DATASET ENTRIES –
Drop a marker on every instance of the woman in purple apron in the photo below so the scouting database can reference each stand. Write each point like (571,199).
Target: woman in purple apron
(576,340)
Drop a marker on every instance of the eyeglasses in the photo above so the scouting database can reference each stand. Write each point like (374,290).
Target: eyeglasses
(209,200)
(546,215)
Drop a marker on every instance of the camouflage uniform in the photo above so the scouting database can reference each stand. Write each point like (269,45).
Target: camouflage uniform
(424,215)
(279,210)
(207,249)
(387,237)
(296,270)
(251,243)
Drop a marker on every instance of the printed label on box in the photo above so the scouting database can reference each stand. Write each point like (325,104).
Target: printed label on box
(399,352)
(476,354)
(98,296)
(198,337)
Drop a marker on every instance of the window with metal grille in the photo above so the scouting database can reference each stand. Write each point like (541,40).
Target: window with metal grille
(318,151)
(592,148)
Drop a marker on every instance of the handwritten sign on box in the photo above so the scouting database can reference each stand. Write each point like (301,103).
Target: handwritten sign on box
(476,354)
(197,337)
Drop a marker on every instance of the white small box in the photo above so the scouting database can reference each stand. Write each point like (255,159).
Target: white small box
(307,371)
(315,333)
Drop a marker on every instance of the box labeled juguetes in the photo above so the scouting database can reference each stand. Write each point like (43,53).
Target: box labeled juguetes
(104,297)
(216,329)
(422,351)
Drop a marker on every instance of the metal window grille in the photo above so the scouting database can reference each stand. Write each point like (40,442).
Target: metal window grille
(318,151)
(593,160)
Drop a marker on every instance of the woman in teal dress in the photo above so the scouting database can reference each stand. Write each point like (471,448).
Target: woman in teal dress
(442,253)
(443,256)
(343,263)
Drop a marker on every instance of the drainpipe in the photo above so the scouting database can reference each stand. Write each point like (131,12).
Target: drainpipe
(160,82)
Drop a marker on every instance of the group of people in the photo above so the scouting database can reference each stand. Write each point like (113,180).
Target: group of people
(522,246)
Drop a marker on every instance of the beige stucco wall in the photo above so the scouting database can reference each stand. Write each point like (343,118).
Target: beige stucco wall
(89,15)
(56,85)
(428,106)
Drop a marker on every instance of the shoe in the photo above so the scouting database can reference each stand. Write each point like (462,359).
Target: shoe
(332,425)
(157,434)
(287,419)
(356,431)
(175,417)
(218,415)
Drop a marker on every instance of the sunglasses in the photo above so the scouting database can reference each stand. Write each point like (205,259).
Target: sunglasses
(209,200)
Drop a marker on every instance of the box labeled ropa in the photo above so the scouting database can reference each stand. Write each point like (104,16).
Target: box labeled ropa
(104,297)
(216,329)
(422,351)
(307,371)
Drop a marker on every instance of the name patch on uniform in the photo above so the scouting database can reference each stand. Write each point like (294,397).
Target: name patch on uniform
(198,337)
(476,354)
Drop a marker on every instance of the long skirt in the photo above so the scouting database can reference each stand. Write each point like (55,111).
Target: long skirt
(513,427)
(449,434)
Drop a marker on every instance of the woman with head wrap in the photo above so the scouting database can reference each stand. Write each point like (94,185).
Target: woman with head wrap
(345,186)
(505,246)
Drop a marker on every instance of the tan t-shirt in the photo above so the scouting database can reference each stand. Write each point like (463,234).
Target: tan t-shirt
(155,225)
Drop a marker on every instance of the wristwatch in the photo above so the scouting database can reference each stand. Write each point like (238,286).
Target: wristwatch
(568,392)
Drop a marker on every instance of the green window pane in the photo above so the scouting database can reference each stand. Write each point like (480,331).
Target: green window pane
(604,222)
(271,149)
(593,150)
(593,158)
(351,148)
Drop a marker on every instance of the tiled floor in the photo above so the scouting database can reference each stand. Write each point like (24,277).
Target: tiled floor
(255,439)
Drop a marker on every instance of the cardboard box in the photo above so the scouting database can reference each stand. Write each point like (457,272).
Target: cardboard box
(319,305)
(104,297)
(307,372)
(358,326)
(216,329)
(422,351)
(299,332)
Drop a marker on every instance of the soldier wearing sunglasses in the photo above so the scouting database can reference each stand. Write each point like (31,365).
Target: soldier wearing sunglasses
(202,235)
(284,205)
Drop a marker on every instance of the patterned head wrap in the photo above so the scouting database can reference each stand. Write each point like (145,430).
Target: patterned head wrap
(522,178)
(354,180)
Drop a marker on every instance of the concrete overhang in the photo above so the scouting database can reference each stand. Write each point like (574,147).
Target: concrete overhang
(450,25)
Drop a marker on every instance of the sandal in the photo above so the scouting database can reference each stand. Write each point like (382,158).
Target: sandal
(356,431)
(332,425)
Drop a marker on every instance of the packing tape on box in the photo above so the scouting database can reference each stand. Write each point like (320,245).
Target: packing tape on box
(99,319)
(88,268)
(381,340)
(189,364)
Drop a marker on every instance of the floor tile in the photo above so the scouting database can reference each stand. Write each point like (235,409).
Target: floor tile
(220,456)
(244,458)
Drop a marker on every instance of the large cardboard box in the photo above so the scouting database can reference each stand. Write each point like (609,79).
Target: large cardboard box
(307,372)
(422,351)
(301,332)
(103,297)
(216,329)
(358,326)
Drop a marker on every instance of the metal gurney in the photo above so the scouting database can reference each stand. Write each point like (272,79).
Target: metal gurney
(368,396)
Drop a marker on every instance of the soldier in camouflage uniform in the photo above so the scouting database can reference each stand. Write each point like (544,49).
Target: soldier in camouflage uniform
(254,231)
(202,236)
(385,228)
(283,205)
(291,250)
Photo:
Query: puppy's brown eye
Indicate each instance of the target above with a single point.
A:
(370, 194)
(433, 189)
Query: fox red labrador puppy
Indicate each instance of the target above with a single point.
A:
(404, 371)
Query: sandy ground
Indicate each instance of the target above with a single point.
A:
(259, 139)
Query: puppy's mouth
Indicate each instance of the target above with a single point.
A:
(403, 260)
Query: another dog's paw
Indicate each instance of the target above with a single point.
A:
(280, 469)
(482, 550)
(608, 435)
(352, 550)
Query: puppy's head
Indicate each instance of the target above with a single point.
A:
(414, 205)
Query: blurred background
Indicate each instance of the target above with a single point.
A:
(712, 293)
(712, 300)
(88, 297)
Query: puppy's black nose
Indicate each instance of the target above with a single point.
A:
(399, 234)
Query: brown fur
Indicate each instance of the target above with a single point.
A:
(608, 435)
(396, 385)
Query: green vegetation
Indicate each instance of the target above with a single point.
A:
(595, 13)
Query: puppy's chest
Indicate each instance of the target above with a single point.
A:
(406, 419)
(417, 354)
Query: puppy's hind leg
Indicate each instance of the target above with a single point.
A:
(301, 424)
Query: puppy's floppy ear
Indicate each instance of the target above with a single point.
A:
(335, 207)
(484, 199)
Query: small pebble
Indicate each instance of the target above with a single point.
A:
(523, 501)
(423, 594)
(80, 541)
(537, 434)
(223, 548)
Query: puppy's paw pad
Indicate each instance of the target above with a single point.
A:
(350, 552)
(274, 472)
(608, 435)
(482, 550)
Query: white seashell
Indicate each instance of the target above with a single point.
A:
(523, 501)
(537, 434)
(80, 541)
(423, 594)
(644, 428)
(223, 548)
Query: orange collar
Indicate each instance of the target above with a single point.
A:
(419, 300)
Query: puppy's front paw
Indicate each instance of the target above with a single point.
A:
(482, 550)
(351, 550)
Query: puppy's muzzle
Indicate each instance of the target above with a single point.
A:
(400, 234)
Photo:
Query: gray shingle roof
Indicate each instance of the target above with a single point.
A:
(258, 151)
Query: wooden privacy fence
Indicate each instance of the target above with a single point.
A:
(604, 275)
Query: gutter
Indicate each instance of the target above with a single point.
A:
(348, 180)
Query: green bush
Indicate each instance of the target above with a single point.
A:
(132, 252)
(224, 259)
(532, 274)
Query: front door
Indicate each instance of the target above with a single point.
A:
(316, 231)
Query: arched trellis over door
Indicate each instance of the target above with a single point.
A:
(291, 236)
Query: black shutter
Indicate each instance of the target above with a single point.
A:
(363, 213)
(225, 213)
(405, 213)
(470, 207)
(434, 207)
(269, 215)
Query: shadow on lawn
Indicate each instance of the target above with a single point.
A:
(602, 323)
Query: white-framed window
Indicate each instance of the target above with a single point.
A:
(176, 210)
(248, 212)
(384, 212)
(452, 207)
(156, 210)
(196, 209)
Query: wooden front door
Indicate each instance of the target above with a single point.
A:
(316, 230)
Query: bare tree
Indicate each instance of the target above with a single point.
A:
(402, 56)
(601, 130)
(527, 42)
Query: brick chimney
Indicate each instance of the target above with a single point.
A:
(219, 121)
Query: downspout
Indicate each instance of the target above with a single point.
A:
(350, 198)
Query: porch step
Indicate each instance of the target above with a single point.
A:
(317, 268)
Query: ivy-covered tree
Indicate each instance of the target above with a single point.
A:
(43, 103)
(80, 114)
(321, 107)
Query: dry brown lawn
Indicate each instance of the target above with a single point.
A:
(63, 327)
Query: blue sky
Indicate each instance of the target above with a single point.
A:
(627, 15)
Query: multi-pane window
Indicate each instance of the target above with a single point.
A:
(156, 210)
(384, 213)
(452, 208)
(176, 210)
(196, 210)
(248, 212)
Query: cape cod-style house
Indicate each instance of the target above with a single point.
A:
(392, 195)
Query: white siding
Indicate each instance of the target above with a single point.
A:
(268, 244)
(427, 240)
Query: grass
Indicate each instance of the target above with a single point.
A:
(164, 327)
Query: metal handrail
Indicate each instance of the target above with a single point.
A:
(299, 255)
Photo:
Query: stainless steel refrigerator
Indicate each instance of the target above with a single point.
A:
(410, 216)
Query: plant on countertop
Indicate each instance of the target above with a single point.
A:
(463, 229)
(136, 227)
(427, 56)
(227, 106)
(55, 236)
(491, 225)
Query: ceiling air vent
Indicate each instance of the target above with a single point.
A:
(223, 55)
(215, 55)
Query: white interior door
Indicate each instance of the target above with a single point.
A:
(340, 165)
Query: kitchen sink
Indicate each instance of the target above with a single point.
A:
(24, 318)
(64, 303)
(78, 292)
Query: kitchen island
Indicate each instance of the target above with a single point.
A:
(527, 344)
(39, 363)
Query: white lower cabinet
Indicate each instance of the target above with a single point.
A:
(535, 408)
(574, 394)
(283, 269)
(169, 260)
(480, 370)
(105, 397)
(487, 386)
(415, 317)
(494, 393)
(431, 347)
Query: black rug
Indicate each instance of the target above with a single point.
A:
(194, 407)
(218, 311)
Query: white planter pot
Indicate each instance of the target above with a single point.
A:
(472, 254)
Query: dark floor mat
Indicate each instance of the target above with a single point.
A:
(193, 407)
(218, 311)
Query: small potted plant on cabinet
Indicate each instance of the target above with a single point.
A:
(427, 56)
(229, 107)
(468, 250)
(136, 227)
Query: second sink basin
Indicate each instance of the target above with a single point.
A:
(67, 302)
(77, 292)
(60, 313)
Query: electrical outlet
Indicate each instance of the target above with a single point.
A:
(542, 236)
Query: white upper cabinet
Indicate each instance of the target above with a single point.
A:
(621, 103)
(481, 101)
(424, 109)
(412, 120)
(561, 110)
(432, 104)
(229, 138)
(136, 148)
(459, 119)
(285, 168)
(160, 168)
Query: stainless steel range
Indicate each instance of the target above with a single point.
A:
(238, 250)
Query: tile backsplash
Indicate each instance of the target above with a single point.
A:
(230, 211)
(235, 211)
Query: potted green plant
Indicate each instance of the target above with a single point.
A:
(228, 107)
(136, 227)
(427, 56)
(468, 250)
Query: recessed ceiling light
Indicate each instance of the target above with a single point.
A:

WHAT YOU ARE ASKED TO DO –
Quote the records word for word, starting at the line that contains "Query: potted green plant" and ending after the last line of the records.

RESPONSE BELOW –
Query: potted green plant
Indicate each instance of the target above with a single point.
A:
(228, 107)
(136, 227)
(427, 56)
(468, 250)
Query: recessed ceiling light
Indicate each instance of the target above with a single point.
A:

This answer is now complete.